> [Given exercise]
Write the entries out again exactly as they stand, but without the pictures.

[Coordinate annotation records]
☆ ☆ ☆ ☆ ☆

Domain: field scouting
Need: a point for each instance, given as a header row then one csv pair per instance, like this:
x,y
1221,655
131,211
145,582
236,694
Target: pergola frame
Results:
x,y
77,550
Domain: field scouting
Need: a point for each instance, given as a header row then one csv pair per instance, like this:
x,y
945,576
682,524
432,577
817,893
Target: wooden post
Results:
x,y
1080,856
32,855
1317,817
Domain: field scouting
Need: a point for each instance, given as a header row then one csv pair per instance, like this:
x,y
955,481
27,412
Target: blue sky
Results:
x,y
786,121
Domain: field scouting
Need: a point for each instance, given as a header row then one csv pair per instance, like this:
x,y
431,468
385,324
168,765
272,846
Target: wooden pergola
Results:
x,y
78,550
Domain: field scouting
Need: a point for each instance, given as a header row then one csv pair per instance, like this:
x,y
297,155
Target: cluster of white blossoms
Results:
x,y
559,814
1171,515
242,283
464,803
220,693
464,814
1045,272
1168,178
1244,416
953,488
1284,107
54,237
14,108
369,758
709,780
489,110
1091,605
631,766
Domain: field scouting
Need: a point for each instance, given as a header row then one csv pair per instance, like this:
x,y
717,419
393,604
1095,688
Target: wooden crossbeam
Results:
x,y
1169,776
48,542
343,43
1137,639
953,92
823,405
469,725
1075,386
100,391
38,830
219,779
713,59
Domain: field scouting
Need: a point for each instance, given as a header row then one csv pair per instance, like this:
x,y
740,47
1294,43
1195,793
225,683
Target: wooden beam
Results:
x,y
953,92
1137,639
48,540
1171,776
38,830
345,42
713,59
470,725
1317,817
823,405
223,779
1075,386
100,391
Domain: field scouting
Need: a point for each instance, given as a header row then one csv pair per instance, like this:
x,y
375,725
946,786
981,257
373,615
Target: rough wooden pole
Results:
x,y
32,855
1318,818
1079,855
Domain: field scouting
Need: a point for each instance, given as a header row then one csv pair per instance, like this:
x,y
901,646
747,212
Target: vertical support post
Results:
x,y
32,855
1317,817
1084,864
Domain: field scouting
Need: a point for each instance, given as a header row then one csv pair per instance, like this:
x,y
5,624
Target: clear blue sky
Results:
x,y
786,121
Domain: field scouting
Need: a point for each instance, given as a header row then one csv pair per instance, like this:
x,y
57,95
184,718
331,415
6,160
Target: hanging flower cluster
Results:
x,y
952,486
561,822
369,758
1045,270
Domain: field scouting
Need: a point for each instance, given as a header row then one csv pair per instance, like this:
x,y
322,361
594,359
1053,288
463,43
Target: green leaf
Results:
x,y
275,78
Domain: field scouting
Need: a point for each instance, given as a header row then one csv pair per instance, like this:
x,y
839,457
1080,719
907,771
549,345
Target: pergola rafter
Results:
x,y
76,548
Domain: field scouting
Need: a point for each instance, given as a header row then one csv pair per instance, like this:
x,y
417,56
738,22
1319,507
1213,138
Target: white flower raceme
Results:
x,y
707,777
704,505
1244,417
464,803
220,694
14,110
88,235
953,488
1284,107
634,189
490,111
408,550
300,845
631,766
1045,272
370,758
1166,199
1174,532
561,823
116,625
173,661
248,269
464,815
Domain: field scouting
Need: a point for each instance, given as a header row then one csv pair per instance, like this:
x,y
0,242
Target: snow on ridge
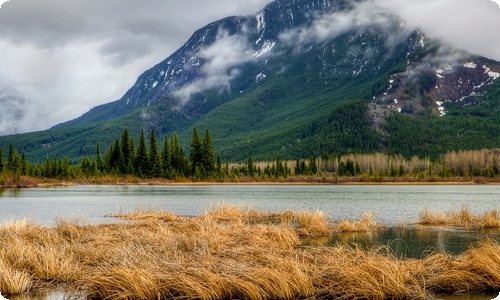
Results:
x,y
266,47
470,65
260,76
261,22
493,75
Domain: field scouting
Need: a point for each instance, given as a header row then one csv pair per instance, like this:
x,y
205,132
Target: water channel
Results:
x,y
391,205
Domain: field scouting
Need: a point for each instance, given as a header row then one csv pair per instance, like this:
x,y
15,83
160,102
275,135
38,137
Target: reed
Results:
x,y
365,223
489,219
227,253
13,281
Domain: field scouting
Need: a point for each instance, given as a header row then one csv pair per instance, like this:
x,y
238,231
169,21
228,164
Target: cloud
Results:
x,y
471,25
220,63
331,25
64,57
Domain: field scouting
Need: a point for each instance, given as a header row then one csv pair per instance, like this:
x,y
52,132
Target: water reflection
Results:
x,y
413,242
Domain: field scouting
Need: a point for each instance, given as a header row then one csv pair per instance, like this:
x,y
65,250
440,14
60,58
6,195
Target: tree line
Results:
x,y
147,158
123,157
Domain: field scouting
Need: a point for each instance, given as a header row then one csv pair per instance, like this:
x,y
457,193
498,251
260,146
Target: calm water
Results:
x,y
391,205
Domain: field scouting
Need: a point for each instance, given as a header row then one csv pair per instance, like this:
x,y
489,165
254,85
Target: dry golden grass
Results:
x,y
489,219
227,253
364,224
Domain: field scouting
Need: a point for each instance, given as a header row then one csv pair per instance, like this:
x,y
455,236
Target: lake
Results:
x,y
391,204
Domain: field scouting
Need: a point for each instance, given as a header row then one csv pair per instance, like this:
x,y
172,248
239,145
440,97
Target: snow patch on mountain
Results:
x,y
266,47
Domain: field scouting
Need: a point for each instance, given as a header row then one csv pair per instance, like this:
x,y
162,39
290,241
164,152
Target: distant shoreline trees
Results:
x,y
146,160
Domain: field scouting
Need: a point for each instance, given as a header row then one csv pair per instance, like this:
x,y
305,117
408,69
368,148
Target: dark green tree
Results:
x,y
165,158
250,166
178,161
207,153
154,156
99,164
141,158
126,161
195,153
1,160
219,164
114,157
13,160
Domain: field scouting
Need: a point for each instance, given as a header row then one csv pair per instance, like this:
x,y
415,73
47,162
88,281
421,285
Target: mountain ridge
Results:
x,y
298,78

☆ ☆ ☆ ☆ ☆

> [Finished task]
Domain: field scouting
Need: a point for each instance, given as a header row then one csv pair per instance, like this:
x,y
1221,655
131,211
145,582
236,694
Target: pergola frame
Results:
x,y
77,550
Domain: field scouting
Need: a point for each instance, given as a header row then one csv pair per instance, like this:
x,y
945,576
682,524
432,577
817,893
Target: wooden post
Results:
x,y
1080,856
32,855
1317,817
Domain: field scouting
Need: a point for each instance, given as a header row then one csv pair per instance, like this:
x,y
955,481
27,412
Target: blue sky
Results:
x,y
786,121
Domain: field scouting
Need: a point for each instance, given as a header row then one csv pair per instance, like this:
x,y
431,468
385,324
168,765
272,846
Target: wooden pergola
Results:
x,y
78,550
Domain: field scouting
Need: a point for each instance, given as a header row then one csv pair per instance, like this:
x,y
297,155
Target: cluster of white blossoms
Results:
x,y
559,814
1171,515
242,283
464,803
220,693
464,814
1045,272
1168,178
1244,416
953,488
1284,107
54,237
14,108
369,758
709,780
489,110
1091,605
631,766
Domain: field scouting
Need: a point for each instance, given as a header row then one csv pair per instance, like this:
x,y
717,419
393,604
1095,688
Target: wooden crossbeam
Results:
x,y
1169,776
48,542
343,43
1137,639
953,92
823,405
469,725
1075,386
100,391
38,830
219,779
713,59
Domain: field scouting
Need: a point for each instance, given as a header row then one csv pair per instance, like this:
x,y
740,47
1294,43
1195,793
225,683
Target: wooden beam
Results:
x,y
953,92
1137,639
48,540
1171,776
38,830
345,42
713,59
470,725
1317,817
823,405
223,779
1075,386
100,391
Domain: field scouting
Need: a point for each instance, given as a header row then one csv pair per instance, like this:
x,y
375,725
946,786
981,257
373,615
Target: rough wooden pole
Results:
x,y
32,855
1318,818
1079,855
Domain: field scouting
Need: a point for each instance, given as a header row then one csv pair per instance, like this:
x,y
901,646
747,212
Target: vertical support post
Results:
x,y
32,855
1317,817
1084,864
Domain: field scouting
Need: a point for each instance, given as a header row then one csv pair per instance, like this:
x,y
5,624
Target: clear blue sky
Results:
x,y
786,121
Domain: field scouting
Need: a point for each instance, given as a header row then one csv pair per instance, like this:
x,y
57,95
184,718
331,415
6,160
Target: hanging flower cluster
Results:
x,y
952,486
561,822
369,758
1045,270
Domain: field scouting
Need: a point for each instance, given as a header row then one csv pair per instance, like this:
x,y
322,361
594,359
1053,288
463,43
Target: green leaf
Results:
x,y
275,78
Domain: field scouting
Need: a point for each instance, given as a header row then one csv pair per instance, like this:
x,y
839,457
1080,719
907,771
549,345
Target: pergola rafter
Results:
x,y
76,548
Domain: field scouting
Need: a point for each instance, given as a header row then one csv pair per instance, like this:
x,y
417,56
738,22
1319,507
1213,138
Target: white flower raceme
Results:
x,y
707,777
704,505
1244,417
464,803
220,694
14,110
88,235
953,488
1284,107
634,189
490,111
408,550
300,845
631,766
1045,272
370,758
1166,199
1174,532
561,823
116,625
173,661
248,269
464,815
Domain: field scouting
Need: a point for each instance, given as a header row then one csv pair per instance, like this:
x,y
0,242
Target: snow on ridge
Results:
x,y
266,47
470,65
260,76
261,22
493,75
Domain: field scouting
Need: a point for each instance, given as a header row then one csv pair per instance, like this:
x,y
205,132
Target: water channel
Results:
x,y
391,205
Domain: field scouting
Need: a point for each instance, given as a header row then one csv pair per instance, like this:
x,y
15,83
160,102
275,135
38,137
Target: reed
Results:
x,y
365,223
489,219
227,253
13,281
Domain: field scouting
Need: a point for each instance, given as a header row then one csv pair per instance, like this:
x,y
238,231
169,21
228,164
Target: cloud
Results:
x,y
471,25
220,63
331,25
64,57
Domain: field scouting
Need: a point for each instance, given as a header row then one csv pair per instance, like this:
x,y
52,132
Target: water reflection
Results:
x,y
413,242
Domain: field scouting
Need: a point for each instance, given as a header row then one csv pair per instance, like this:
x,y
65,250
440,14
60,58
6,195
Target: tree line
Results:
x,y
147,158
123,157
Domain: field scouting
Need: a point for each instance, given as a header row then one csv pair per instance, like this:
x,y
457,193
498,251
260,146
Target: calm water
Results:
x,y
391,205
Domain: field scouting
Need: a point for each instance, given as a header row then one csv pair per instance, like this:
x,y
489,165
254,85
Target: dry golden grass
Results:
x,y
489,219
227,253
364,224
Domain: field scouting
Need: a point for each instance, given as a header row then one csv pair per instance, like this:
x,y
455,236
Target: lake
Results:
x,y
391,204
Domain: field scouting
Need: a point for each instance, given as a header row then one csv pair per instance, like this:
x,y
172,248
239,145
440,97
Target: snow patch on mountain
Results:
x,y
266,47
Domain: field scouting
Need: a point for each instance, given as a header row then one csv pair per instance, like this:
x,y
162,39
290,241
164,152
Target: distant shoreline trees
Results:
x,y
146,160
Domain: field scouting
Need: a point for each instance, given as a header row then one csv pair per instance, like this:
x,y
305,117
408,69
368,148
Target: dark green tree
Results:
x,y
165,158
250,166
178,161
207,153
154,156
99,164
141,158
126,161
195,153
1,160
219,164
114,157
13,160
Domain: field scouting
Need: a point for each instance, given as a header row then one csv pair per instance, like this:
x,y
415,73
47,162
88,281
421,285
Target: mountain ridge
Results:
x,y
298,78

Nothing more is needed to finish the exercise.